### Quoted passage

A windjammer is a commercial sailing ship with multiple masts, however rigged. The informal term "windjammer" arose during the transition from the Age of Sail to the Age of Steam during the 19th century. The Oxford English Dictionary records the term "wind jammer" with reference to a ship from 1878 and nautical use of "windjamming" from 1886. The word has evolved to include sail-powered passenger cruise ships.

==Etymology==

A New England windjammer—the Luther Little, a four-masted schooner—just after its construction in 1917

The word "windjammer" has a variety of associations, both nautical and not. In the late 19th century the term was pejorative, as used by sailors aboard steamships.

- In 1892, Rudder Magazine said in a story, "The deck hands on the liners contemptuously refer to [sailing vessels] as 'wind-jammers'."

Text-to-region grounding items

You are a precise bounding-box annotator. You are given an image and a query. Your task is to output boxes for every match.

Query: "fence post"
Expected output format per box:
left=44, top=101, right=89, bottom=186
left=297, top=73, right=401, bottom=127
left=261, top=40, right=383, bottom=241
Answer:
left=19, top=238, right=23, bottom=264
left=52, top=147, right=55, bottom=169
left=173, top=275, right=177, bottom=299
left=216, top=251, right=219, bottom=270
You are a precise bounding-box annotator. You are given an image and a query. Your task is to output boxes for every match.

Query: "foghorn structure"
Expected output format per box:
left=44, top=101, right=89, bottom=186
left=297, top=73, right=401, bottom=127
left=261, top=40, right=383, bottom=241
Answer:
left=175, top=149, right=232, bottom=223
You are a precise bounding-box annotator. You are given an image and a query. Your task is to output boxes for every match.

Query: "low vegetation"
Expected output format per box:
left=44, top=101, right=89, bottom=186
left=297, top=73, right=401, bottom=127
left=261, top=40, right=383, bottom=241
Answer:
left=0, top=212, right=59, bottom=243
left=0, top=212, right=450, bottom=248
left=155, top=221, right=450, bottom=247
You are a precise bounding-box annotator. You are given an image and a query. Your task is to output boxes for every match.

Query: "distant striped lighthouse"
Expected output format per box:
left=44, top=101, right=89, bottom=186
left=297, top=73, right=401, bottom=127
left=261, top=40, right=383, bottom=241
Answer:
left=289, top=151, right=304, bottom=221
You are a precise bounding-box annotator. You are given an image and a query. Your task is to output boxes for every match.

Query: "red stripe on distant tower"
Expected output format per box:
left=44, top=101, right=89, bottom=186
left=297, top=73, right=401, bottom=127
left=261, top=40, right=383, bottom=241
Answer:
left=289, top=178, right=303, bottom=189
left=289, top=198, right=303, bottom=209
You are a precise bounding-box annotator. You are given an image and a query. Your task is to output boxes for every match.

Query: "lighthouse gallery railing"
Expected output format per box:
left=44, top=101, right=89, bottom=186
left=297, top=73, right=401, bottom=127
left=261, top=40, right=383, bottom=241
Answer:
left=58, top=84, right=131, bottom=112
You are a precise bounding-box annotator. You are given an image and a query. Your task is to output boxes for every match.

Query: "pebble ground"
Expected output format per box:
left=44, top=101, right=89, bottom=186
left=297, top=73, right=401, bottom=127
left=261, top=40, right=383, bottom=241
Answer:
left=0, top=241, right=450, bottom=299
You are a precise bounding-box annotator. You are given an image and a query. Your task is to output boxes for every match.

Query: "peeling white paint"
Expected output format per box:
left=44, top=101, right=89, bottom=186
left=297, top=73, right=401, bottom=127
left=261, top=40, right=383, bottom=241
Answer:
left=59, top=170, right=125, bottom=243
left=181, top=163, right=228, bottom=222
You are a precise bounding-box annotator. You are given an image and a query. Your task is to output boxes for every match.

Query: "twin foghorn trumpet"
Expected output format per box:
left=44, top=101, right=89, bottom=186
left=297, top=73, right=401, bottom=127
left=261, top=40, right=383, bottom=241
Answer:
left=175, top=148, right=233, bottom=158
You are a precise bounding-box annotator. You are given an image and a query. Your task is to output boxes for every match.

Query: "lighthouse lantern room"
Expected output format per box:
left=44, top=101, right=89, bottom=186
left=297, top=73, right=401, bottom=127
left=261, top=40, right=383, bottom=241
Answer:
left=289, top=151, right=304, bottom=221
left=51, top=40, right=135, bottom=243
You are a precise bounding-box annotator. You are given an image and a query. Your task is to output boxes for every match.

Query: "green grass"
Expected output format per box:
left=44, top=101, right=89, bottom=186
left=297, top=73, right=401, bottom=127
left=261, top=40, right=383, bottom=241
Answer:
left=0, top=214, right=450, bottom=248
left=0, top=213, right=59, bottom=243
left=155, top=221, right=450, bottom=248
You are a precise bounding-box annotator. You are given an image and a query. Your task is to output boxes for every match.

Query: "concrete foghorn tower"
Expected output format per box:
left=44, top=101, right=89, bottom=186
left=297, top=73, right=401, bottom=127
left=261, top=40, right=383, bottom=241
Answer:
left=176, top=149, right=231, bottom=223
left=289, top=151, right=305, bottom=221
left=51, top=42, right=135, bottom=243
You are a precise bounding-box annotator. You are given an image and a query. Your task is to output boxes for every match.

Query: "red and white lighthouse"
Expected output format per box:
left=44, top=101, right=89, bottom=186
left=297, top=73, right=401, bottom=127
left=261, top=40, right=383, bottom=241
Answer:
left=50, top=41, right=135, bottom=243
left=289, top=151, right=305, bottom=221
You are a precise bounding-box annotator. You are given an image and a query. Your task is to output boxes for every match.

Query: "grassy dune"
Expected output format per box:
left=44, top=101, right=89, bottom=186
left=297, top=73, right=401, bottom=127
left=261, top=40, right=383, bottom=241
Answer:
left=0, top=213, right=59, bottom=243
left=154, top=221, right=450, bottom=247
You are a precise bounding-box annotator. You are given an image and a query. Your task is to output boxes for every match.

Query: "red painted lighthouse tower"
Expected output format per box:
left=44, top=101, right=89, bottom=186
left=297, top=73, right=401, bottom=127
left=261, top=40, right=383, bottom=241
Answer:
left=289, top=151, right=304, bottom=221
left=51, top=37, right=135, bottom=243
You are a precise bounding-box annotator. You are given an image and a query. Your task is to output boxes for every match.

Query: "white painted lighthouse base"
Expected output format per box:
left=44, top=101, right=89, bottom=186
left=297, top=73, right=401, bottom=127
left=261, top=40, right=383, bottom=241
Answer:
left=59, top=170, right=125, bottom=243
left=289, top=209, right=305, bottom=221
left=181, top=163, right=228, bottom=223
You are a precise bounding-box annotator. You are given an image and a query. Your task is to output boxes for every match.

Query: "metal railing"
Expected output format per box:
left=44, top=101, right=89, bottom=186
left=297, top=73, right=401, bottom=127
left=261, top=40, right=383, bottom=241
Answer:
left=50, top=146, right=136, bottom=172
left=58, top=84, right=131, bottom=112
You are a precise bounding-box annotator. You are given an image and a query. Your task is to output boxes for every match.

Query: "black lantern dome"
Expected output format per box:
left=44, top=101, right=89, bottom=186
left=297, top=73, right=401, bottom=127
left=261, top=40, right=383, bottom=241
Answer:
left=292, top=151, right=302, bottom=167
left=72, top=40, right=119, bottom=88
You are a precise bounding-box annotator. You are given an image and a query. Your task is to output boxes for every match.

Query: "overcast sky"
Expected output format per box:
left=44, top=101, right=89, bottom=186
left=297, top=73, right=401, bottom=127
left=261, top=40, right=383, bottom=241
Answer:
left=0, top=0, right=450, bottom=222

### Work task A
Edit the stretch of the windjammer text from "A windjammer is" through "passenger cruise ships.", replacing "commercial" with "merchant".
### Work task B
In the windjammer text, what evidence shows that the term was pejorative among steamship sailors in the late 19th century?

### Output A
A windjammer is a merchant sailing ship with multiple masts, however rigged. The informal term "windjammer" arose during the transition from the Age of Sail to the Age of Steam during the 19th century. The Oxford English Dictionary records the term "wind jammer" with reference to a ship from 1878 and nautical use of "windjamming" from 1886. The word has evolved to include sail-powered passenger cruise ships.

### Output B
In 1892, Rudder Magazine published a story saying that deck hands on the liners contemptuously called sailing vessels "wind-jammers."